▶ TRY IT
Only lines containing the word "hair" belong in the answer; copy each one from the records.

Natural-language object grounding data
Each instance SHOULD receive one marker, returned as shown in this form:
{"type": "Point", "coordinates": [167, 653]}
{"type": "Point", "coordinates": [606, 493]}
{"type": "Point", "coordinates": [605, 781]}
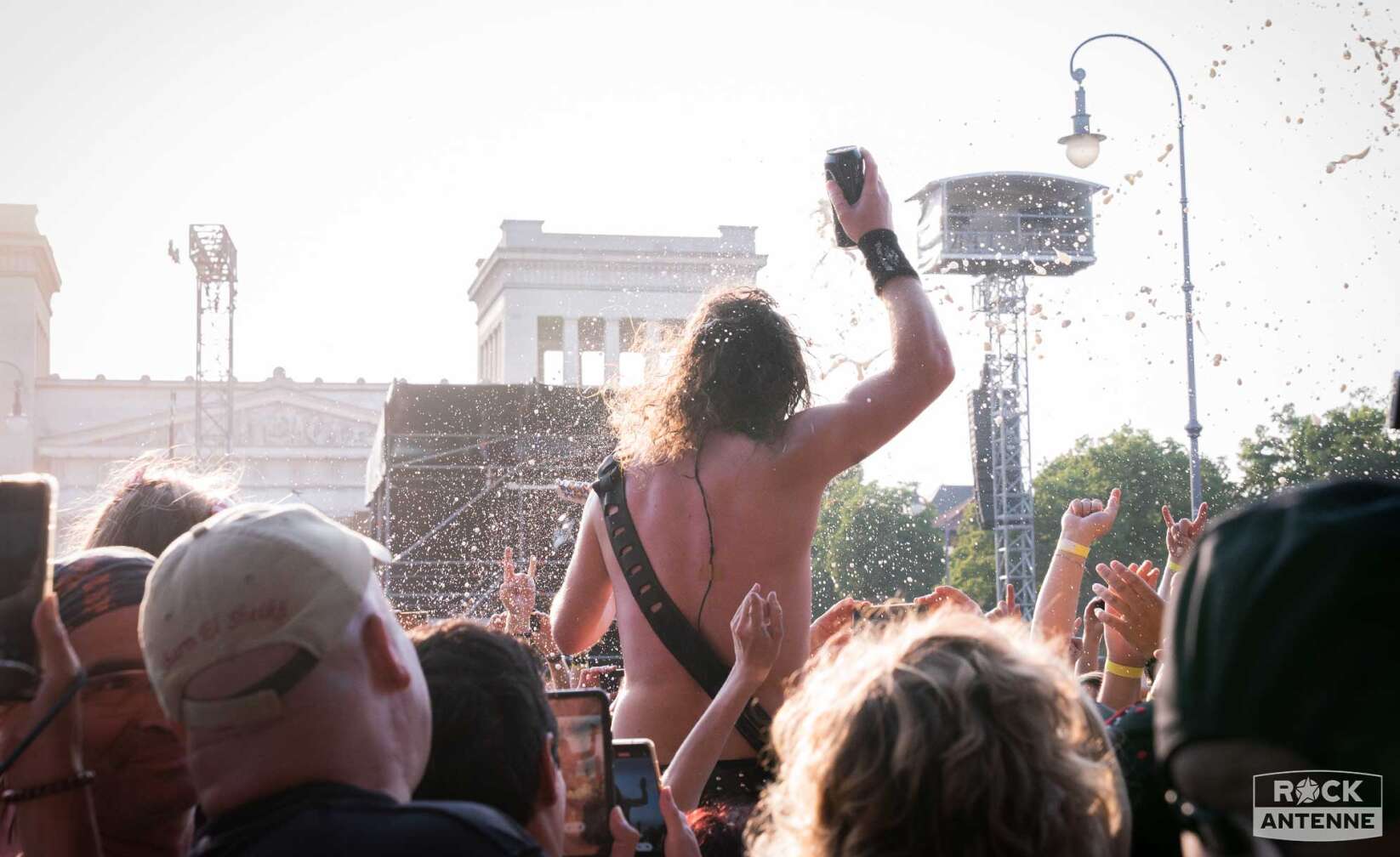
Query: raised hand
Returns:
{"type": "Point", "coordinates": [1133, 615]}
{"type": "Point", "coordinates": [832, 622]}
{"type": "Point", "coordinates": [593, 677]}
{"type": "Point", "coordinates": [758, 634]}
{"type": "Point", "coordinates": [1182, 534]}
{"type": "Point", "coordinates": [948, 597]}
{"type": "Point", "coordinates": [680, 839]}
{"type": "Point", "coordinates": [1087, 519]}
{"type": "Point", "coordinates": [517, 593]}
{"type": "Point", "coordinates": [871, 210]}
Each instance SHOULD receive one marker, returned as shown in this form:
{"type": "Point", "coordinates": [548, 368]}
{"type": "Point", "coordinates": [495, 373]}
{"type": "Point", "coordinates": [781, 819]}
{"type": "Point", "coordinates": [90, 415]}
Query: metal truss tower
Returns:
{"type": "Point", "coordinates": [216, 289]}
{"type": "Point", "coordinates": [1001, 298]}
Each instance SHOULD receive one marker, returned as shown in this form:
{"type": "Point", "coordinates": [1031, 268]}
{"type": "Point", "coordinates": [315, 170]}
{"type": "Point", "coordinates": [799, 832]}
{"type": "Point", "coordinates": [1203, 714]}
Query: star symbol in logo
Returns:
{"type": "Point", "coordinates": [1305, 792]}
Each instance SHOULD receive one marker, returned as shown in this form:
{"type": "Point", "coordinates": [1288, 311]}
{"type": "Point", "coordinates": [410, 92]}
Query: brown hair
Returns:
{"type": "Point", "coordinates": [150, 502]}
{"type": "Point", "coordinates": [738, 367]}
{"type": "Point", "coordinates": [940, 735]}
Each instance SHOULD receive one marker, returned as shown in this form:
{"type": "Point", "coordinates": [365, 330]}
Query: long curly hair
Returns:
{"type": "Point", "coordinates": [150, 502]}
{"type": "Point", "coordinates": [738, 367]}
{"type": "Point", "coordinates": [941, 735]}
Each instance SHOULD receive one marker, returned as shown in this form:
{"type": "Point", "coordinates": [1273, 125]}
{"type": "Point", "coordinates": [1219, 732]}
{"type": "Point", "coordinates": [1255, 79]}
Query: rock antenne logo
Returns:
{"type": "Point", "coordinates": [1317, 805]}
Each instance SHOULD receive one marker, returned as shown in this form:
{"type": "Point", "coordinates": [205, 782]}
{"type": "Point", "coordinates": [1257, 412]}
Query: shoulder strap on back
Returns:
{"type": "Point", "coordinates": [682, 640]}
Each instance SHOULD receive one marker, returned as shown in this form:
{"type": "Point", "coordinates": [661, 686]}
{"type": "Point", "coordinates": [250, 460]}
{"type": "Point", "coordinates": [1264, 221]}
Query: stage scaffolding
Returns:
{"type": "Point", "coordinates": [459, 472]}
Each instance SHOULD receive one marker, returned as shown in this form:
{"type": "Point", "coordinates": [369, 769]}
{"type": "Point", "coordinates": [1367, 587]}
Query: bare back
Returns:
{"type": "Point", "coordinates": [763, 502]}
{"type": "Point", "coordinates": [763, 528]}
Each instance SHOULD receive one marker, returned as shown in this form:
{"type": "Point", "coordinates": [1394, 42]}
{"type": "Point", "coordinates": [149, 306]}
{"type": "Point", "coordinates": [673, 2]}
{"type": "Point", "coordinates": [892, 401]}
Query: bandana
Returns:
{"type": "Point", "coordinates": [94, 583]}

▶ FINISHED EXERCISE
Query: brown hair
Query: long curly hair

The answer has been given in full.